*GIVEN RECORDS*.
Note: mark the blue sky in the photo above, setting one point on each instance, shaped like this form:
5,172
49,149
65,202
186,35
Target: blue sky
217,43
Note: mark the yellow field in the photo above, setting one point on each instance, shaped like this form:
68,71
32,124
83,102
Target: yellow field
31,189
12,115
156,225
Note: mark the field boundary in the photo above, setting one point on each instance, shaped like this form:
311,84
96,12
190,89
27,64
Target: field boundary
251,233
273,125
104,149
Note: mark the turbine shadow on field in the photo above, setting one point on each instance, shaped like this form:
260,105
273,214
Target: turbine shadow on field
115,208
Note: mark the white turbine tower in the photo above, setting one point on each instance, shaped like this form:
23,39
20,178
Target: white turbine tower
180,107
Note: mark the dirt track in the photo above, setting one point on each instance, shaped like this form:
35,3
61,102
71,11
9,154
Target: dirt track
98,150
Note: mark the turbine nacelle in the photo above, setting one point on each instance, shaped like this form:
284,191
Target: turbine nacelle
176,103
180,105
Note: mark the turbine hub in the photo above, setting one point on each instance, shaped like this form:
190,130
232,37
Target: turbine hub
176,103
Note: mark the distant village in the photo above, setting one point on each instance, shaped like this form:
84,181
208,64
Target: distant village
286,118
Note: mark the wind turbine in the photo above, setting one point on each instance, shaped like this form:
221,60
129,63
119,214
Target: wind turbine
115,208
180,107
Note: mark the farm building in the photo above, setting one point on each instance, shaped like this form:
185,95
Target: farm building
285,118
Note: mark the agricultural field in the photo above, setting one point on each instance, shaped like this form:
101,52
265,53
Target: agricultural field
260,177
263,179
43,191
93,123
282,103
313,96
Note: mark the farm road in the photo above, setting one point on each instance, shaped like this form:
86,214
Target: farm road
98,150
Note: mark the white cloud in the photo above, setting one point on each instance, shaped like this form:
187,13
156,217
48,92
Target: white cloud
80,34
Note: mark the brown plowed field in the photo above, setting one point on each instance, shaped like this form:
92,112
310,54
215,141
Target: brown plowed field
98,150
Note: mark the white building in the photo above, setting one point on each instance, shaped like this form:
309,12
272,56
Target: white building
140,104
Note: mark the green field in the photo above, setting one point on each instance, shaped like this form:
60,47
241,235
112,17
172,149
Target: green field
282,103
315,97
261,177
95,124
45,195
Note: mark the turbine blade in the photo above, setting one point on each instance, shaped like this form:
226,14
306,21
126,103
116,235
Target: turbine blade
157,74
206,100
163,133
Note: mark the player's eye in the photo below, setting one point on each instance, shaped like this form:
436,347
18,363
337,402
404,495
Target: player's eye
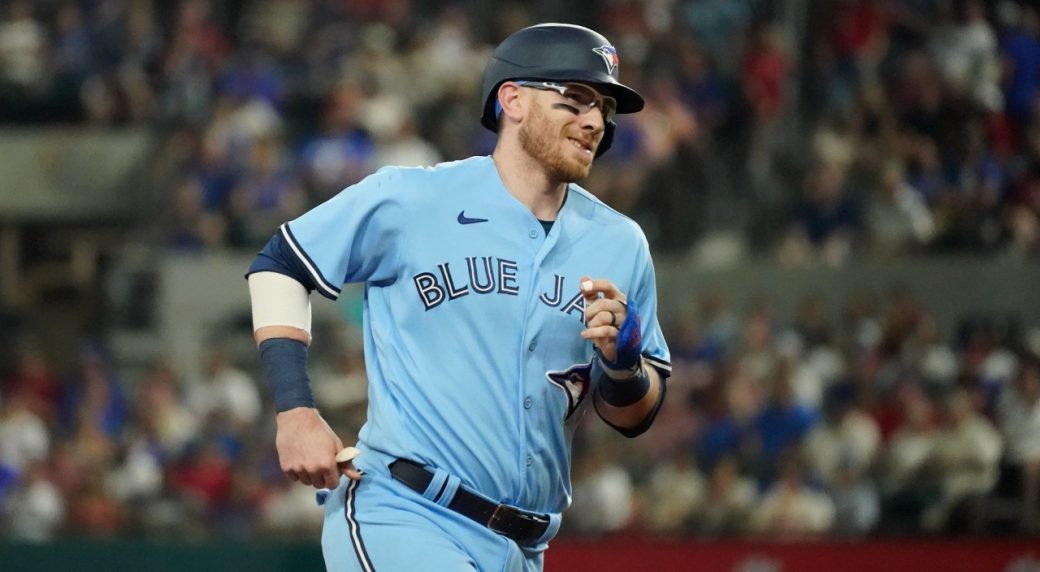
583,99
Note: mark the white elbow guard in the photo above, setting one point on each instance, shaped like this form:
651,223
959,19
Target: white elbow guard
278,300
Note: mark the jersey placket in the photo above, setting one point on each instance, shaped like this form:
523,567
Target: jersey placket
528,397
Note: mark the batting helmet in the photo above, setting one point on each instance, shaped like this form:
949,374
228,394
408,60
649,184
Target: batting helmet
557,52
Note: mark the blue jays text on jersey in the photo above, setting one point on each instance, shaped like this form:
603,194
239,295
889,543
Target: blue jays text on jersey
488,275
473,318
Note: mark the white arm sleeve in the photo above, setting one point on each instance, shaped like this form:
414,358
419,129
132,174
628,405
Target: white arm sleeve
279,300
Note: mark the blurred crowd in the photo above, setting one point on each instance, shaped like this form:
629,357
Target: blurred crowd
864,424
811,131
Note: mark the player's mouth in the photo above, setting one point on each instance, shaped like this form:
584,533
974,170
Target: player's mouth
582,146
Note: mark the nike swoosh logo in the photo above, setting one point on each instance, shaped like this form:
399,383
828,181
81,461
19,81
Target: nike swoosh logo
463,219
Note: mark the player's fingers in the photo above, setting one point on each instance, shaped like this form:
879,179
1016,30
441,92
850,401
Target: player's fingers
594,287
330,477
612,310
344,460
600,333
602,317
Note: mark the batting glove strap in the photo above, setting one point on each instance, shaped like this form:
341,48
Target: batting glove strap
620,392
285,361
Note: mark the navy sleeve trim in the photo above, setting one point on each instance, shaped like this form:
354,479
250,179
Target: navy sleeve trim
660,365
325,287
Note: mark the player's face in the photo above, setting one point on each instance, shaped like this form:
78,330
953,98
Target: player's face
563,135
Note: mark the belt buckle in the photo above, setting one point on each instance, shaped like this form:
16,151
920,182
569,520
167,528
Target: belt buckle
494,518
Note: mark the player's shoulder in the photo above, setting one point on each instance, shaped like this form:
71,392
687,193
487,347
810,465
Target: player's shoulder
589,207
429,177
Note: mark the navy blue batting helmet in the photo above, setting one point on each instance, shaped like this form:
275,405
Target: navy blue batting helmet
557,52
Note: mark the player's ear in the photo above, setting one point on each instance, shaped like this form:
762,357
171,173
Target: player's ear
511,103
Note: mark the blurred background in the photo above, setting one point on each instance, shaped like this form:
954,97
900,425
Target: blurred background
842,199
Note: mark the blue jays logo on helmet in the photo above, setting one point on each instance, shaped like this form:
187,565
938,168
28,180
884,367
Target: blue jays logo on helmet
609,55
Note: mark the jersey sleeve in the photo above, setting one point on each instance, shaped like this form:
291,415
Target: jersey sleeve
352,236
654,347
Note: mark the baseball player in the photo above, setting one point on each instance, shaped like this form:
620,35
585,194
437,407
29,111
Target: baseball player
500,301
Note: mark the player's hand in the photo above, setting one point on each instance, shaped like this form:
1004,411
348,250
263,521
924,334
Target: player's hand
605,311
307,449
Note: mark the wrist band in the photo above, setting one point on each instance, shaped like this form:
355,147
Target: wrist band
621,392
285,361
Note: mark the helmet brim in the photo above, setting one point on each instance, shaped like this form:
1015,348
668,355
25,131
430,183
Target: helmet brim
628,100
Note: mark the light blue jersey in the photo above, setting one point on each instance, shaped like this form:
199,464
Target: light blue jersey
472,319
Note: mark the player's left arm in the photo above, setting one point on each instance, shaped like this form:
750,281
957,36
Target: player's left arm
629,388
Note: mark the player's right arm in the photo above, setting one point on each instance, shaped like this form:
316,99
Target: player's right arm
352,237
307,446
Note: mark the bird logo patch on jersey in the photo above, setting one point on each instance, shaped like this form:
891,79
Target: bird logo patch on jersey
574,381
609,55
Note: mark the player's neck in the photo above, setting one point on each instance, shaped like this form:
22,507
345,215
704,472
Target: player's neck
528,182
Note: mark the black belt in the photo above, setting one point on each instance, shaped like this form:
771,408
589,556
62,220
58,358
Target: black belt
520,525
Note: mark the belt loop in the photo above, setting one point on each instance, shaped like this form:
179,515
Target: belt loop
555,519
436,484
450,487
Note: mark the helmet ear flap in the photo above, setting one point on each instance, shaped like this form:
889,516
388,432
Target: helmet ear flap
607,139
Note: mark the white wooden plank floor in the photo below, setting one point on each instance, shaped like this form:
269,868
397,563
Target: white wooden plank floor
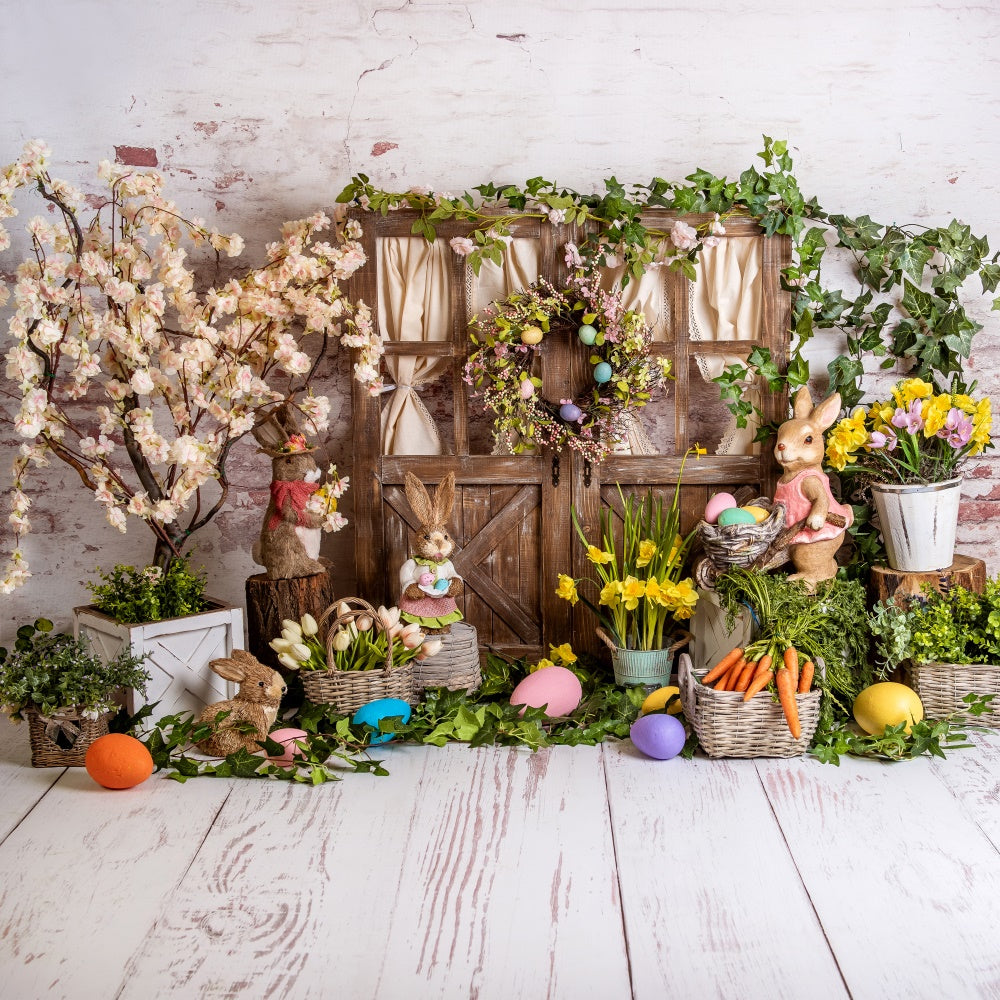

*YOUR TASK*. The records are to be returned word for word, without any of their pictures.

*FINISHED TASK*.
Note: mark the blue sky in the photo above, setting one point on each instance, shaped like this form:
5,172
49,149
65,202
186,35
Target: blue sky
217,43
Note: mark the yellow field in the photo above, setting one point on each instance, shaped like this form:
68,71
32,124
83,102
Target: yellow field
31,189
12,115
156,225
Note: mark the field boundary in the photo above, setting one point on each instance, shaped like this form:
311,84
96,12
190,89
27,64
Target: field boundary
251,233
273,125
104,149
Note: mark the turbine shadow on field in the photo above, setting one point on each instance, shaped like this form:
260,105
273,214
Target: turbine shadow on field
115,208
Note: mark the white turbine tower in the photo above, setting one point on each instance, shaped like this form:
23,39
20,178
Target: white turbine tower
180,107
Note: mark the dirt track in the photo above, setting one point on each instance, shaped like this form:
35,3
61,102
71,11
9,154
Target: dirt track
98,150
Note: mark the turbine nacelle in the photo above, setting one point on each instance, shaped like this form:
284,191
Target: turbine nacelle
176,103
180,105
Note: mark the turbine hub in the photo above, setting one point on each instance, shaped like this form:
190,130
232,37
Target: turbine hub
176,103
Note: mark the distant village in the photo above, setting one point on each instance, shaped like this form:
84,181
208,64
Target: distant village
286,118
Note: mark the wind turbine in the photo above, setting one point on each instance, shaped like this form:
221,60
129,63
119,214
Target: wind turbine
115,208
180,107
Note: mark the farm building in the photo above, setting one point on each instance, shaped like this form:
185,95
Target: farm building
285,118
Note: mark the agricultural field in the photo above, setting one point on each instance, shaped like this form:
101,52
265,53
Target: agricultural field
260,177
263,179
43,191
93,123
282,103
313,96
Note: mark the farm road in the photo above, setting one point on each instance, shaped like this form:
86,214
Target: farm road
98,150
Note: mark the white cloud in the photo above, setting one point on each instance, shaped like this form:
187,13
156,217
48,92
Target: white cloud
80,34
Note: mark the brown plowed field in the photo above, setting one point on each instance, shaped like this form:
92,112
310,54
215,141
Target: brown plowed field
98,150
Note: mark the white building in the photo above, setting one point on each instance, shaped like this form:
309,12
272,56
Target: white building
140,104
Note: mark the green field in the photo above, setting one point on each instance, shaped like this form:
60,47
241,235
112,17
172,149
Target: green field
282,103
315,97
261,177
95,124
45,195
Note: mark the turbine blade in the photo above, setting one point on each instance, shaped like this form:
226,14
306,21
126,103
116,235
Target: turbine blade
157,74
206,100
163,133
Note: mark the player's eye in the photo below, setting one point on each instance, shaped like this form:
436,347
18,363
337,402
404,495
Target: player's eye
583,99
Note: mark the white elbow guard in the photo above, setting one point on each instance, shaped like this form:
651,223
959,19
Target: white elbow guard
278,300
Note: mark the jersey placket in the photo above, setting one point on each instance, shaped like this form:
523,567
Target: jersey placket
528,397
Note: mark the batting helmet in the photo above, setting one point on each instance, shaped like this form:
949,374
228,394
408,60
649,184
Target: batting helmet
557,52
Note: mark the blue jays text on jersey in the photo above, setting one point on each instance, shaped like this form:
603,194
239,295
889,543
Target: blue jays text on jersey
488,275
473,318
Note: mark the white arm sleeve in the photo above, setting one point on each instance, shaped like this form:
414,358
419,129
132,174
628,405
Target: white arm sleeve
279,300
Note: mark the blurred crowd in the photo above, setting one point on each instance, shaped like this form:
629,357
Target: blurred crowd
864,424
811,131
Note: mark the player's mouth in the photo above, setting one point on each instance, shaped like this form:
584,533
974,170
Target: player's mouth
582,146
Note: mark the nike swoosh logo in the photo above, setting one point on each instance, shaped like this form:
399,383
828,181
81,461
19,81
Target: nike swoosh logo
463,219
Note: mark the player's fingers in the photo above, setting one point on each instance, shaped like this form:
879,179
1016,30
441,92
850,401
Target: player's fingers
594,287
330,477
612,310
344,460
600,333
602,317
Note: mark the batting glove strap in the photo above, setting one point on each instance, shaped like this form:
341,48
Target: batting glove strap
620,392
285,361
Note: mark the navy sleeve trim in the photo above, setting one point on each instance, shaped like this form:
354,479
250,179
Target: navy sleeve trim
660,365
325,287
Note: mark the player's face in the photo above, setting one point on each instance, shaped like this form:
78,330
953,98
Target: player's face
563,135
Note: mark the belt buckle in the photo above, setting one point on each instance, shaped like this form:
16,151
920,182
569,520
167,528
Target: belt buckle
494,518
Note: mark the player's shoulder in the photo above, setting one point on each instance, shaped like this form:
71,392
687,193
487,347
810,465
Target: player's shoulder
589,207
429,177
Note: mark the navy blue batting helmet in the photo above, setting one point on each instance, shaped like this form:
275,405
Target: navy blue batting helmet
557,52
Note: mark the player's ear in the photo above, setting one point on each instance, shaped like this form:
762,357
171,173
Target: player's ear
511,103
Note: mark the blurred background in the photo above, setting one point on each instance, shaped like this form:
954,97
900,425
Target: blurred background
842,199
Note: mark the blue jays logo on helmet in the photo above, setting one point on each instance, shaped like this form:
187,565
938,168
28,180
884,367
Target: blue jays logo on helmet
609,55
Note: mark the jersey sleeve in the photo above, setting one point on each instance, shaped like this form:
291,415
Target: jersey sleeve
352,236
654,347
Note: mark the baseball player in the photo above, setting one point on each instance, shaped like this form:
620,35
585,194
437,407
29,111
Target: baseball player
500,301
Note: mark the player's hand in the photo above, setting one point on each instance, shaped like this form:
1004,411
348,250
263,521
924,334
Target: player's hand
605,311
307,449
Note: mark the wrist band in the photo above, setting one point on each instance, shaped like this form:
355,147
Target: wrist band
621,392
285,361
Note: mark the helmet brim in the photo above, setting one point on each instance, shaped like this form:
1015,348
668,355
25,131
430,183
Target: helmet brim
628,100
Note: mark the light blue jersey in the photo above, setting one point on each instance, shaped like this form:
199,464
Target: light blue jersey
472,319
Note: mark the player's left arm in the photo above, setting one point on each instance, shaped like this form:
750,281
957,36
Target: player's left arm
629,388
Note: mark the player's right arm in the photo above, setting one point on each instance, shaped like this form:
316,99
Target: player's right arm
352,237
307,446
Note: mark the bird logo patch on jersey in the photo above, setting one point on each instance, shaped like this form:
891,79
Target: bird logo patch on jersey
574,381
609,55
Note: mark the player's neck in the photo above, setting one point on each instance, shaped like this form:
22,507
345,215
704,472
Target: player's neck
528,182
Note: mark the black belt in the photo above, setting one point on each instance, shaped like this form:
771,408
589,556
62,220
58,358
Target: black belt
520,525
Note: mark the belt loop in the photo above, setting one point on each instance, shaped like this form:
179,515
Target: belt loop
555,519
436,484
450,487
Note: mark the helmet ear flap in the photo above, setting one point on each instance, shaped like this form:
889,516
388,432
Target: helmet ear flap
607,139
Note: mark the white wooden plank floor in the photo below, setting one point on each instance, shaped like this form:
269,868
397,563
Target: white wooden plank floor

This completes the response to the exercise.